● EJERCICIOS
1 - Resume en forma de lista el párrafo del texto sobre el catálogo de Ikea que empieza con "El catálogo de Ikea presume", sin perder sus datos principales.
2 - Según el texto sobre el catálogo de Ikea, ¿a qué tema se dedica la entrega del catálogo que lee el autor?
3 - Prosigue el texto sobre el catálogo de Ikea a partir de su última frase.

● EXTRACTO DEL DOCUMENTO
En realidad muchos de mis vecinos fueron lo bastante despiertos como para adornar sus casas con muebles de Ikea sin haber recibido antes su catálogo, claro. Quiero decir que un buen número de ellos ya acapara libros en estanterías Expedit® (ahora rebautizada Kallax) o asienta sus nalgas en sillas Tobias®. Se dice que uno de cada diez europeos duerme en una cama Ikea. Esta uniformidad de los espacios domésticos parece haber realizado disimuladamente las fantasías socialistas sobre la producción masiva de bienes. Con o sin catálogo, las masas internacionales parecen encaminadas a vivir en espacios de aspecto indiferenciado, lo cual contradice esa necesidad de epatante individualismo que Ikea esparce en la atmósfera, esa gana inquebrantable de ser uno mismo cueste lo que cueste.

El catálogo de Ikea presume de ser el libro con la mayor tirada en el mundo, alcanzando los 200 millones de ejemplares, al tiempo que recalca de forma triunfalista que está muy por delante de su más inmediato perseguidor: la Biblia. La divinidad ya no es lo que era, desde luego, pero ¿se trata realmente de un libro? La perplejidad que induce la manera en que se arroga el carácter literario se apacigua ante el hecho de que este año el catálogo ha sido revisado por Hellmuth Karasek, periodista, escritor y uno de los críticos literarios más influyentes en Alemania. Si hay crítica es que hay obra, así que doy por buenos su carácter y las cifras. Estamos en presencia de un best seller que además es gratis. Y donde hay un libro suele haber un lector. Este es mi caso.

MONDO IKEA

Así que me adentro en esta ambiciosa pieza literaria de masas espoleado por la curiosidad y el aburrimiento. Esta entrega se consagra a la comida y a la mesa como espacio de encuentro familiar. Tras hojearla, me encuentro con que aspira a ser mucho más que un mero catálogo para internarse de lleno en el terreno de la auditoría emocional, con esas esquinas salpicadas de eslóganes y mantras y consejos sumarios. Un verdadero manual de comportamiento y estilo de vida en el que creo entrever la voz de un coach adicto a las tautologías o la de un monitor de pilates que hubiera leído a Paulo Coelho. “Porque es en casa donde aprendemos a ser como somos. (…) Donde habitan nuestras emociones y aquello que de verdad nos importa”. La vida se asienta con sus estrechas miras sobre lamas de tarima flotante, y el determinismo ambiental sugerido aquí me empuja a seguir pasando las páginas ante la posibilidad de que la alegría o la congoja quepan en una balda del armario. Las ambiciones son del tipo más modesto: Ikea afirma que “puede parecer un sueño pensar en una cocina”.

Puesto que es en casa donde aprendemos a ser, la educación estará al pie de la nevera:  “Como los adolescentes hacen constantes viajes al frigorífico, si está cerca de donde tú realizas las tareas domésticas, los verás más y hablarás más con ellos” (sic). La familia idílica tiene no obstante algún déficit comunicativo, grietas e indisciplina, y hay que sobornar con comida al adolescente granujiento. Para hacer pedagogía, el adulto se encadena al frigorífico, como Tita Cervera lo haría a un plátano del Paseo del Prado. Para la niña adolescente hay interesantes prescripciones y nos anima a que le dejemos disfrutar “del baño de invitados”, donde “podrá probarse los peinados de moda sin ocupar el nuestro”.

● DATOS PROPORCIONADOS
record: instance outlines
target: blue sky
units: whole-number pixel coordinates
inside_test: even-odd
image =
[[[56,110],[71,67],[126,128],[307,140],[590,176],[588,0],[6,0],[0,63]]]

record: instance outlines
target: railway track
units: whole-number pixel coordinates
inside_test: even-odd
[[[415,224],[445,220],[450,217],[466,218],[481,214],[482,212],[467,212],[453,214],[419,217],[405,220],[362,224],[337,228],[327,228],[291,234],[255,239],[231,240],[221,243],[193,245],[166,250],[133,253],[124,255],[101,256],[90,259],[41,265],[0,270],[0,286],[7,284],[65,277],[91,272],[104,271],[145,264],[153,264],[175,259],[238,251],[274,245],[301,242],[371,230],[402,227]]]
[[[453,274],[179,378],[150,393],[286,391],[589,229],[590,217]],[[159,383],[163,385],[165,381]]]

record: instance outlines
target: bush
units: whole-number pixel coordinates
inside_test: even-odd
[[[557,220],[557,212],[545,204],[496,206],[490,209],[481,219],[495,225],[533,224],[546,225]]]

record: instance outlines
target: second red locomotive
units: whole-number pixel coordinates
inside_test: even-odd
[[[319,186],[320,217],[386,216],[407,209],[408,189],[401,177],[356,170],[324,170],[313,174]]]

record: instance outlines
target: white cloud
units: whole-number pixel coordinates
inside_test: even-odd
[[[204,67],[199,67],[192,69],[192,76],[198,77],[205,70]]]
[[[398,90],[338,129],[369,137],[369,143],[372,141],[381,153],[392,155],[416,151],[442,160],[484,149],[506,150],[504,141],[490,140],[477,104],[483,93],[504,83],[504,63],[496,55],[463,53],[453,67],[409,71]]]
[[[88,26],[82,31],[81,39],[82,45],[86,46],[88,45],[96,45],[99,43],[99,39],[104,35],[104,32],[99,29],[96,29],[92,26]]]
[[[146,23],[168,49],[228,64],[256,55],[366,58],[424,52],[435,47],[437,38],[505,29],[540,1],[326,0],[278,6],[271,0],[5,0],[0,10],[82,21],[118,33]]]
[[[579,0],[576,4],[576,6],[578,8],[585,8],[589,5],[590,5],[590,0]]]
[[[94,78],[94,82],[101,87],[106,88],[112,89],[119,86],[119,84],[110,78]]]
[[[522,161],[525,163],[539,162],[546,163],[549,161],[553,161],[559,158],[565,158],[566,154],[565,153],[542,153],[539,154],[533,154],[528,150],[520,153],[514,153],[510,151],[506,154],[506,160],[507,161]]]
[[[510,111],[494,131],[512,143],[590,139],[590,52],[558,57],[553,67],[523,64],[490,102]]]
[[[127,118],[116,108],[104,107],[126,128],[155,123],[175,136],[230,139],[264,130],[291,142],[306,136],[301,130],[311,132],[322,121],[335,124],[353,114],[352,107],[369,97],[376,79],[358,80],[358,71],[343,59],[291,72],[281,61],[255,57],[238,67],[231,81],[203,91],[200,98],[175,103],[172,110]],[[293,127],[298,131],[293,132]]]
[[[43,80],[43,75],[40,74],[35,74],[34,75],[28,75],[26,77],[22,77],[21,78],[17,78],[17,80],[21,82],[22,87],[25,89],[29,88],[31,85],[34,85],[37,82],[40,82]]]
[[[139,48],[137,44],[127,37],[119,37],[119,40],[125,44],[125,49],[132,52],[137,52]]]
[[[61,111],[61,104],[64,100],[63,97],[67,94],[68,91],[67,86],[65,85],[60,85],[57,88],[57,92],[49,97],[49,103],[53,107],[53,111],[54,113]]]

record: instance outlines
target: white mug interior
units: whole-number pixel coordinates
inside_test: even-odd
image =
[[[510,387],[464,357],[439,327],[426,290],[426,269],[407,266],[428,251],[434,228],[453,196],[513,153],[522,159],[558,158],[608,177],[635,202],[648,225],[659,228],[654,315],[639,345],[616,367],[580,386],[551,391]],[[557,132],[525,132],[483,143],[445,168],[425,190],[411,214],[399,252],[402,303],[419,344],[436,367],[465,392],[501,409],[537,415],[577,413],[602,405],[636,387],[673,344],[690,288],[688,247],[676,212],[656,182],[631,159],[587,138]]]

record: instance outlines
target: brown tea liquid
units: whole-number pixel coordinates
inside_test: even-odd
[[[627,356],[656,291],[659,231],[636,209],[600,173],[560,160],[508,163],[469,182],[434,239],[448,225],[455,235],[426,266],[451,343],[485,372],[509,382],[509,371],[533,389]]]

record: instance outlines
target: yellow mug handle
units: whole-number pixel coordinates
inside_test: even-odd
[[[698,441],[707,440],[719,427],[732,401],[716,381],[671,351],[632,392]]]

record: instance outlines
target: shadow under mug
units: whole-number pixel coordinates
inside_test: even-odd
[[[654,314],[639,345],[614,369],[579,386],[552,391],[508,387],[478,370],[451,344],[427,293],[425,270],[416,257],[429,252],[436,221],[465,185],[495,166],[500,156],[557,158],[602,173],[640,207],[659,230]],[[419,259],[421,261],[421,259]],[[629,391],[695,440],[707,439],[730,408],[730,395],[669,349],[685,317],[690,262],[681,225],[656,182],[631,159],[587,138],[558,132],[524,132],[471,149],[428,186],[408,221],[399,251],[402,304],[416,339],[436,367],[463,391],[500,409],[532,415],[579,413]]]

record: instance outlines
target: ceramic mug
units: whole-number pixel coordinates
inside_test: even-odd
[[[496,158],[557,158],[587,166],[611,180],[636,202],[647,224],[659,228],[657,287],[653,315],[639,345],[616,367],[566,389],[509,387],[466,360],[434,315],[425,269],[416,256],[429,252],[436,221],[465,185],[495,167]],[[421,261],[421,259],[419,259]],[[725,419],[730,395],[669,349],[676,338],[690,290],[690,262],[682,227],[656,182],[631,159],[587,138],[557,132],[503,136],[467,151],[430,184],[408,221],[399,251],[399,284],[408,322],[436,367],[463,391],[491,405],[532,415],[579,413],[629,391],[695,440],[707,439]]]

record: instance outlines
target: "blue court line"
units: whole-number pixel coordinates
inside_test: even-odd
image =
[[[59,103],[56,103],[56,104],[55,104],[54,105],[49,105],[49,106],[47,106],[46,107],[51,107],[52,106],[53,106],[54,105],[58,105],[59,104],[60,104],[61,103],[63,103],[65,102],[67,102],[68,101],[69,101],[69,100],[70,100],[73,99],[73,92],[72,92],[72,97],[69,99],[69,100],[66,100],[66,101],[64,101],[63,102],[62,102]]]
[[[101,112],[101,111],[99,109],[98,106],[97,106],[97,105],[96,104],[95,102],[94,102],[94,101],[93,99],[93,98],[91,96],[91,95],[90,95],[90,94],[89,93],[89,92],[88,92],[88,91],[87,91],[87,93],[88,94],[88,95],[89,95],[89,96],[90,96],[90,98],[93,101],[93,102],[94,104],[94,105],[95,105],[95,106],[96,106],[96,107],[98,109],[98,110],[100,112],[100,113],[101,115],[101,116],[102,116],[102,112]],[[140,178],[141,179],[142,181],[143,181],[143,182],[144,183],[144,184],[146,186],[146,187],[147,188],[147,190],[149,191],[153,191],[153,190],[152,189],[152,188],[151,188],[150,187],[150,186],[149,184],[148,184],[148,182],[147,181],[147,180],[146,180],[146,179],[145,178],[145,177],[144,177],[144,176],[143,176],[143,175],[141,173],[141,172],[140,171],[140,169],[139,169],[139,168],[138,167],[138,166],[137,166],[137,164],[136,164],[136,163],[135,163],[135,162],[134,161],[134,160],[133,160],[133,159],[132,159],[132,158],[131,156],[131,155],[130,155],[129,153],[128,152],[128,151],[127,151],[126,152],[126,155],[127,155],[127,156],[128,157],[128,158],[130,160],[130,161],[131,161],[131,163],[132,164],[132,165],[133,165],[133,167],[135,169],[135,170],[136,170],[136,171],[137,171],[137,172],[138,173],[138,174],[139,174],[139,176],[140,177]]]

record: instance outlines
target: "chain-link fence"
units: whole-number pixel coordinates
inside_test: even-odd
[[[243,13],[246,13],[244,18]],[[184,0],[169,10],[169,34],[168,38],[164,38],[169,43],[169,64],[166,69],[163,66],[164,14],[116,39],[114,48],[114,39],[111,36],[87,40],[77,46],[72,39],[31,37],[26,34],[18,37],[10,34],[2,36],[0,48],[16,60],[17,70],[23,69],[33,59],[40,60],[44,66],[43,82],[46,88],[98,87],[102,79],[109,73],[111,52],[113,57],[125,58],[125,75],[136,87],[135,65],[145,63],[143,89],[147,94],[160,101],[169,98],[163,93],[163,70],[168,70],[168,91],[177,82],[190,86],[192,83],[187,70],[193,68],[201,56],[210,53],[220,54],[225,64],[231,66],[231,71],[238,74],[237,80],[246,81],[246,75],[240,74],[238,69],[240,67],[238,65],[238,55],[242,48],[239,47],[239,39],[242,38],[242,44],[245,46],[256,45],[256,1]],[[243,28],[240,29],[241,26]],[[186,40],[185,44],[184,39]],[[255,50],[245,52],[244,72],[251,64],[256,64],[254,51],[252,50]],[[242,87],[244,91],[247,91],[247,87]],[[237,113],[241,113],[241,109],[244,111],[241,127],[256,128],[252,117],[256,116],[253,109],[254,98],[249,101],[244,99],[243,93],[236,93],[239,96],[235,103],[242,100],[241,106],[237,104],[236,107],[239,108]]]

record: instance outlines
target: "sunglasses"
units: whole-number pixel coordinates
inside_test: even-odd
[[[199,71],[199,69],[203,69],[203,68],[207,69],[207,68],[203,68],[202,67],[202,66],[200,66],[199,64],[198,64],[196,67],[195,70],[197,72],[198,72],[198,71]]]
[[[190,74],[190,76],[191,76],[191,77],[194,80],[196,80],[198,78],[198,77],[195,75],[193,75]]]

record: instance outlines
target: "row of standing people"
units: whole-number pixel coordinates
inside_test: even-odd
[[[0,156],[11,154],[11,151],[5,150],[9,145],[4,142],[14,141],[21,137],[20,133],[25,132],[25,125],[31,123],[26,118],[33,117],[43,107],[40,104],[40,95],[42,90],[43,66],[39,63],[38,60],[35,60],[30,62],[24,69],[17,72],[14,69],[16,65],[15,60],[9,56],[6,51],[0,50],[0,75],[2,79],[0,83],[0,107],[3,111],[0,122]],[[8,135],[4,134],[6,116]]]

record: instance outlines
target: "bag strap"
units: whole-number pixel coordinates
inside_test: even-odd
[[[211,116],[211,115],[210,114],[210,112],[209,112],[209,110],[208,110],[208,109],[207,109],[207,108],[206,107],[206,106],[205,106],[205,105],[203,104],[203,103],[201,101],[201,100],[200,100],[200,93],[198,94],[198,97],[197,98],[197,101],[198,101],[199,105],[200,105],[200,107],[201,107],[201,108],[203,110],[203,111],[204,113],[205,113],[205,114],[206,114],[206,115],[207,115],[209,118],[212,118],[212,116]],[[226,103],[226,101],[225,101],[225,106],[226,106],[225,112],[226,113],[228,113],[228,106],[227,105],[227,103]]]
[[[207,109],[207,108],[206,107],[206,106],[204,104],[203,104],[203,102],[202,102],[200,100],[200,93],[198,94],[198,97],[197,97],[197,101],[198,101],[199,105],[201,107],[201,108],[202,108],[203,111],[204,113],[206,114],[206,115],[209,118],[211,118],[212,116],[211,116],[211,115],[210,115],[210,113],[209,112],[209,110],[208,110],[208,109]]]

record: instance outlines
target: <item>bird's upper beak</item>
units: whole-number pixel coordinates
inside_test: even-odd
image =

● RESPUESTAS
1 -
- El catálogo de Ikea afirma ser el libro con mayor tirada del mundo: 200 millones de ejemplares.
- Asegura superar con holgura a su seguidor más cercano, la Biblia.
- El autor duda de que sea realmente un libro.
- Esa duda se calma porque este año lo ha revisado Hellmuth Karasek, periodista, escritor y uno de los críticos literarios más influyentes de Alemania.
- Como hay crítica, el autor acepta que es una obra y da por buenas las cifras.
- Es un best seller gratuito, y el autor es uno de sus lectores.

2 - Se dedica a la comida y a la mesa como espacio de encuentro familiar.

3 -
Si la cocina es la nueva Shangri-La, el individuo es por tanto un potencial chef versátil, un cocinillas consciente de que “la cocina es tu laboratorio gastronómico”, y de que cualquier mindundi cuenta entre su menaje con sifón, soplete y un Roner para cocer a baja temperatura. Está familiarizado con el nitrógeno y se alimenta de pencas de acelga con emulsión de tomate. Aunque por el aspecto inmaculado de las cocinas del catálogo, cualquiera apostaría que la comida se pide siempre a domicilio.

Los roles de género están a salvo a doble página (26 y 27). Una infantita nórdica aprende a hacer cupcakes y flores de fondant con su minicocina Duktig®, pero también a fregar con el cepillo lavavajillas Plastis®, bajo la supervisión de su sonriente madre rubia. Tamizar la harina es divertido, se nos dice. Tanto que, después, “incluso se disfruta lavando las cosas”. Porque eso es lo grande del mundo Ikea: que no hay servicio, o criados, ni servidumbre, ni ninguna tarea extenuante, y que las niñas hacen pastelitos en sus insípidas cocinitas.

El formidable contrapunto minimachista viene sancionado más adelante, en la luminosa página 125. Un pequeño mequetrefe oriental juega en soledad entre pequeñas construcciones de madera que con toda seguridad están aumentando muy fuertemente la capacidad intelectual del niño. Todos sabemos que los diminutos empollones  asiáticos son súperinteligentes y esta iconografía capta de forma redundante el tópico. Y hay más niños listos en las páginas 91 y 111, predispuestos ya desde la cuna a intimidarnos con sus pequeñas neuronas.

Pero, cuidado, los de Ikea saben bien que vivimos inmersos en sociedades de hijos únicos, y sus niños no van a la zaga: sólo con suerte figuran acompañados por otros humanos en el catálogo. Casi siempre deambulan solos por la casa, ocupados en alguna tarea relacionada con el orden, la cocina o la agricultura, porque en las casas Ikea siempre hay azoteas que parecen invernaderos hidropónicos donde los pequeños juegan a cosechar rabanitos, con el mismo ademán con que lo harían los chiquillos de El pueblo de los malditos. En la casa Ikea “los niños cultivan hierbas y plantas, y así aprenden de dónde procede lo que comen”, si bien este aspecto de la educación queda ostensiblemente cojo cuando parece descartada la posibilidad de instalar un pequeño degolladero en el cuarto de la plancha, donde los pequeños de la casa puedan jugar con delantalitos de matarife para tener una experiencia completa de la industria alimentaria.

Lo más desconcertante es que casi todos los niños parecen iranís o mestizos o filipinos o poseedores de melenas afro, mientras que sus padres atesoran genuinos rasgos nórdicos. No sin alarma sospecho que en Suecia hay un grave problema de fertilidad nacional y eso me hace dudar de la calidad del esperma escandinavo, de su libido, de la tacañería con que arrancan hijos a los vientres autóctonos mientras aplaudo la excelencia de sus redes internacionales de adopción. Porque Ikea es el apogeo del mestizaje, una fiesta cosmopolita entre cajas de almacenamiento, tarimas de haya y cubertería cuqui. De la risueña abolición de las razas surge esta gran etnia hogareña, contemplativa y muy bella, que tiene Ikea por patria. Sólo así se explican los malentendidos de grupo como el de las páginas 74-75.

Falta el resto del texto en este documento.